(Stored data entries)
※
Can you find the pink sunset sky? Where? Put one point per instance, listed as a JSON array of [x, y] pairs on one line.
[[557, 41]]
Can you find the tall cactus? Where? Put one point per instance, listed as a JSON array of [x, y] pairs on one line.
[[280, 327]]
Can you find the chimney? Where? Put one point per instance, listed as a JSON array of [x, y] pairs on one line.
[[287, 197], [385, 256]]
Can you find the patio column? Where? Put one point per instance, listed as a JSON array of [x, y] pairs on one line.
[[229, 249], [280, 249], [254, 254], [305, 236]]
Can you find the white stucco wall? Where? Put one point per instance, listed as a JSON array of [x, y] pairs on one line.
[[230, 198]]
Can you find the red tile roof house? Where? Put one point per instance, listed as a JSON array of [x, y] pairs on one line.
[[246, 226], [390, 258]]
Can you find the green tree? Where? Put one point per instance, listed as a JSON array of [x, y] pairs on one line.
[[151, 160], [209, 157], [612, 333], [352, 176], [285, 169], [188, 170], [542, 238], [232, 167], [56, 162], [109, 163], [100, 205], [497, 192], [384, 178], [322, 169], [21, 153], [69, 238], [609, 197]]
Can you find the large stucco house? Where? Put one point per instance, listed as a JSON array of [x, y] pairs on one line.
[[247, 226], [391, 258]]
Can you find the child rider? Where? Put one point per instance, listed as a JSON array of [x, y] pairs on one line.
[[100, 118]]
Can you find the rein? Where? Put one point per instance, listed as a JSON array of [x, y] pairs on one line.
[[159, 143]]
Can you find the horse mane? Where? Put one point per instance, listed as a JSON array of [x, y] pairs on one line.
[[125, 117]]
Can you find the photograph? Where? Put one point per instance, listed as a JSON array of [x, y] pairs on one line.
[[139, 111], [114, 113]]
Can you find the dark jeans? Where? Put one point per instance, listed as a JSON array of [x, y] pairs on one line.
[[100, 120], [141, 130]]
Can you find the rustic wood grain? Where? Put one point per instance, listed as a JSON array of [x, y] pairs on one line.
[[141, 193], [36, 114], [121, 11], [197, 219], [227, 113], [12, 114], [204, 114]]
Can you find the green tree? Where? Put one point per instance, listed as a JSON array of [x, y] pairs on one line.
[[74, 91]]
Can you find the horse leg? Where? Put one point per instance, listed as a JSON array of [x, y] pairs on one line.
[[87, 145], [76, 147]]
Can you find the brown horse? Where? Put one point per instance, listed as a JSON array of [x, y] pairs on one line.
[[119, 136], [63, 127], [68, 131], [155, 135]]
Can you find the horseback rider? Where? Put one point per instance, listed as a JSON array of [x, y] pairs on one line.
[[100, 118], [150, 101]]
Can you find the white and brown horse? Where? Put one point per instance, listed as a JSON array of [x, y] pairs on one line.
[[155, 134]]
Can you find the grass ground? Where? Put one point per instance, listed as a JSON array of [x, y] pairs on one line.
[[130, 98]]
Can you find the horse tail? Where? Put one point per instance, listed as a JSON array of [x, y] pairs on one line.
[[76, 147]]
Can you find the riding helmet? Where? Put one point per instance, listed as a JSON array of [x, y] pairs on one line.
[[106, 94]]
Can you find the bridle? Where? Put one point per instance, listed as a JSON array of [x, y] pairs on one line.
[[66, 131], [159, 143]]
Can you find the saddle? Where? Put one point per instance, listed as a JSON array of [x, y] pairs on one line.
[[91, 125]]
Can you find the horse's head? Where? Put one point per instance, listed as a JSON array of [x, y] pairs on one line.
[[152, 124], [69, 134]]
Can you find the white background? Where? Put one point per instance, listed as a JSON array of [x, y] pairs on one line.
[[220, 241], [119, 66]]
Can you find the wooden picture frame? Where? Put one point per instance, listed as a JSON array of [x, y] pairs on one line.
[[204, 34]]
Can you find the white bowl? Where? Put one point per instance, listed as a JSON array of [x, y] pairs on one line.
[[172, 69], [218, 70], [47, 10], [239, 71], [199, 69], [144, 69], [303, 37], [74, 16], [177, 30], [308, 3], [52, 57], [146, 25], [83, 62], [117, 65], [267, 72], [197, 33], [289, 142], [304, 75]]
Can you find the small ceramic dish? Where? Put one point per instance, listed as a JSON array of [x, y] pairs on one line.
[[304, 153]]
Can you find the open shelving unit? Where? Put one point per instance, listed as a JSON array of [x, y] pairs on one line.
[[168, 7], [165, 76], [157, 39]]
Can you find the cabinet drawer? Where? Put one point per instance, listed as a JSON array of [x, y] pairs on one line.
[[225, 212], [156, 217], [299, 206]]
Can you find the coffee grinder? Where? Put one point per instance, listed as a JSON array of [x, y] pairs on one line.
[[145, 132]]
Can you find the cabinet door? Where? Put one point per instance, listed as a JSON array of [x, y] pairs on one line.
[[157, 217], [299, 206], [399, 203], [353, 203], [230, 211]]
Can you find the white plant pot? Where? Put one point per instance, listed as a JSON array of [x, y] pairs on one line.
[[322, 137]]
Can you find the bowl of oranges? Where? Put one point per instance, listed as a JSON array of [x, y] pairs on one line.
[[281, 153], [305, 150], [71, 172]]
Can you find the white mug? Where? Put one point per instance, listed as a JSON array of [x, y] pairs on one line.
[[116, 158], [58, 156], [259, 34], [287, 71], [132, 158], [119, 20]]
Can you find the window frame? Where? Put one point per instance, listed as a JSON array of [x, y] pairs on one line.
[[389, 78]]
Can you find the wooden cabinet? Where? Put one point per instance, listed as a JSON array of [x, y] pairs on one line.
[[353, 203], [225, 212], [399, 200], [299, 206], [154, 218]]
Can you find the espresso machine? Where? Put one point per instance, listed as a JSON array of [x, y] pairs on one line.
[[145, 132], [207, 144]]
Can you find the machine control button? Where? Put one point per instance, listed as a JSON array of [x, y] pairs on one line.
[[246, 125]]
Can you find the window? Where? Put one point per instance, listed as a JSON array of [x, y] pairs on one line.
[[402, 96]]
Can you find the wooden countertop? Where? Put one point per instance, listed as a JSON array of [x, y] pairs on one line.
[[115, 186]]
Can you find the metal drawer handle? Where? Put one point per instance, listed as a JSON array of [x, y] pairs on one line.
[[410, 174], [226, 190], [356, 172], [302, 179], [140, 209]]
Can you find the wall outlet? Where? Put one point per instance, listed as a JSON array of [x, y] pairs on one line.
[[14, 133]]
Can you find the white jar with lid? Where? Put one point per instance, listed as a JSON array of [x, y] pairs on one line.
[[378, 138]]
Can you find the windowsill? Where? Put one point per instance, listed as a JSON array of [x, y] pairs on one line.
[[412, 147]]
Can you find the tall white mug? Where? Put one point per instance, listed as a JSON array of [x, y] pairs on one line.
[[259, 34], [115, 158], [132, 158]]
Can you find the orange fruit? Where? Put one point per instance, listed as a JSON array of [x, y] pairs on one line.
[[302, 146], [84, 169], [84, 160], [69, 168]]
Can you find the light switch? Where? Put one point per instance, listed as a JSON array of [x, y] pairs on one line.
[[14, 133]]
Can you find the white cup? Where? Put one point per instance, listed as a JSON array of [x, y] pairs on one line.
※
**Description of the task:** The entries above must be retyped exactly, down to the last character.

**Solved problem:**
Can you find the pink sunset sky? Where? Put one point per instance, listed as a JSON array of [x, y] pairs on one line.
[[557, 41]]
Can you find the tall cactus? Where? Put one point per instance, listed as a JSON array of [x, y] pairs on one line.
[[280, 327]]
Can you find the chimney? Where? Put one point per instance, listed as a JSON array of [x, y] pairs on one line.
[[287, 197], [385, 256]]
Can you find the patio column? Where? Put one point per instance, listed as a JSON array of [x, y] pairs on one line.
[[229, 249], [280, 249], [254, 254], [305, 236]]
Can you find the white stucco wall? Where? Put one point per instance, listed as a JSON array of [x, y] pairs on one line.
[[230, 198]]
Can you find the red tile roof house? Where? Put one point per instance, listed as a JSON array of [x, y] pairs on one line.
[[246, 226], [390, 258]]
Can you find the green tree? Where? Put one point per instance, listed as a JSON array of [x, y] pairs on one line.
[[151, 160], [209, 157], [612, 333], [352, 176], [285, 169], [188, 170], [542, 238], [232, 167], [56, 162], [109, 163], [100, 205], [497, 192], [384, 178], [322, 169], [21, 153], [69, 238], [609, 197]]
Can you find the large stucco house? Where? Put one point per instance, listed as a JSON array of [x, y] pairs on one line.
[[247, 226], [391, 258]]
Can you find the child rider? Where? Put one point per instance, listed as a JSON array of [x, y] pairs on one line.
[[100, 118]]
Can you find the rein? Where? Put one point per instance, listed as a JSON array of [x, y] pairs on one line.
[[159, 143]]
Can you find the horse mane? Where? Put one point per instance, listed as a JSON array of [x, y] pairs on one line.
[[125, 117]]
Can you find the photograph? Where? Put one point per instance, listed as a JSON array of [x, y] pairs on one line.
[[139, 111], [114, 113]]
Can you find the dark jeans? Where? Put one point per instance, listed as a JSON array of [x, y] pairs on one line.
[[100, 120], [141, 130]]
Can you find the rustic wood grain? Where? Put one point per instance, listed as a JSON array of [x, y] pairs on one line.
[[141, 193], [36, 114], [121, 11], [197, 219], [227, 113], [12, 114], [204, 114]]
Can you find the green tree? Where? Put one point per instance, listed as a JSON array of [x, y] pairs on one line.
[[74, 91]]
Can you find the horse leg? Where? Put one point per instance, listed as a JSON array of [x, y] pairs on one line.
[[87, 145], [76, 147]]
Can you find the brown horse? Where? Put one point per instance, listed as a JSON array of [x, y] pairs on one line.
[[119, 136], [63, 127], [68, 131], [155, 135]]
Can you find the horseback rider? Where? Put one point per instance, listed as a JSON array of [x, y] pairs on one line.
[[100, 118], [150, 101]]
Can you find the white and brown horse? Where? Put one point per instance, listed as a JSON array of [x, y] pairs on one line.
[[155, 134]]
Can you find the grass ground? Where? Put one point per instance, listed as a JSON array of [x, y] pairs on one line.
[[130, 98]]
Can you find the horse tail? Where? Put one point per instance, listed as a JSON array of [x, y] pairs on one line.
[[76, 147]]
Can you find the riding helmet? Where? Put one point per instance, listed as a JSON array of [x, y] pairs on one line.
[[106, 94]]
Can you find the bridle? Where? Put one point per instance, listed as a JSON array of [x, y] pairs on one line.
[[66, 131], [159, 143]]
Can you find the saddle? Where? Put one point per instance, listed as a JSON array of [x, y] pairs on one line.
[[91, 125]]
Can you find the horse's head? Where? Put one point per instance, listed as a JSON array of [x, y] pairs on one line.
[[152, 124], [69, 134]]
Can you find the white background? Where? Put one point per instance, listed as a JSON array of [x, y] pairs on one line.
[[220, 241], [119, 66]]
Can you find the wooden picture frame? Where? Put one point per instance, listed as a JSON array of [x, y] pairs on one line.
[[204, 34]]
Can you find the white bowl? Where? Put one point per instance, listed as a JSON array of [x, y] pairs on one line.
[[172, 69], [218, 70], [47, 10], [239, 71], [199, 69], [144, 69], [303, 37], [74, 16], [177, 30], [308, 3], [52, 57], [146, 25], [83, 62], [117, 65], [267, 72], [197, 33], [289, 142], [304, 75]]
Can you find the small ceramic dish? Where? Put one point per instance, listed as a JSON array of [x, y] pairs on one line.
[[304, 153]]
Can you find the open shelving unit? Where? Put one point per instance, listed as a JSON array of [x, y] pairs on one line.
[[168, 7], [165, 76], [157, 39]]
Can you find the cabinet drawer? Where? Put one point per instance, listed as a JSON array of [x, y] pairs on one line.
[[225, 212], [156, 217], [299, 206]]
Can you find the coffee grinder? Where? Put one point per instance, listed as a JSON array of [x, y] pairs on one line.
[[145, 132]]
Can you find the cabinet door? Where? Put one point per instance, listed as a JSON array of [x, y] pairs on one line.
[[157, 217], [299, 206], [399, 203], [353, 203], [230, 211]]
Can you find the white plant pot? Where? Put one point per instance, listed as a JSON array of [x, y] pairs on one line.
[[322, 137]]
Can you find the bowl of oranges? Where? Put one point per instance, listed as a JSON array of [x, y] pairs on one line.
[[281, 153], [305, 150], [71, 172]]
Can you find the white mug? Where? Put one point per instance, listed as a JSON array of [x, y] pairs on one line.
[[116, 158], [58, 156], [259, 34], [287, 71], [132, 158], [119, 20]]
Can you find the window frame? Where? Put one point per instance, listed as a JSON array of [x, y] pairs on one line.
[[389, 78]]
Can you find the wooden cabinet? Where? Put one point per instance, listed as a JSON array of [x, y] pairs on one line.
[[353, 203], [225, 212], [399, 200], [299, 206], [154, 218]]
Can you find the espresso machine? Where? Put one point per instance, listed as a JSON array of [x, y] pairs on one line.
[[145, 132], [207, 144]]
Can you find the machine control button? Where? Put one point per instance, listed as a JSON array of [x, y] pairs on one line.
[[246, 125]]
Can you find the window? Where? Put one point per instance, listed as a JSON array of [x, y] pairs on one line.
[[402, 96]]
Can you find the wooden countertop? Where? Put one point per instance, listed as a JSON array of [x, y] pairs on one line.
[[115, 186]]
Can you find the metal drawer handle? Where? Put one point per instance, listed as a JSON array of [x, y] pairs on one line.
[[410, 174], [226, 190], [356, 172], [302, 179], [140, 209]]
Can you find the wall outlet? Where? Put one point per instance, listed as a JSON array of [x, y] pairs on one line.
[[14, 133]]
Can you find the white jar with lid? Where? Put one point per instance, listed as a JSON array of [x, y] pairs on one line.
[[378, 138]]
Can you find the windowsill? Where? Put one point per instance, listed as a JSON array of [x, y] pairs on one line.
[[412, 147]]
Can you find the tall white mug? Where? Put one point per instance, listed as a JSON array of [x, y] pairs on one line.
[[259, 34], [115, 158], [132, 158]]
Can you find the orange fruit? Where? Put one point per instance, listed as a JSON array of [x, y] pairs on one line.
[[302, 146], [84, 169], [84, 160], [69, 168]]
Can you find the light switch? Where? Put one point per instance, listed as a JSON array of [x, y] pairs on one line.
[[14, 133]]
Can you find the white cup? Where? Put one point per instance, listed as a JSON array of [x, y] pairs on one line.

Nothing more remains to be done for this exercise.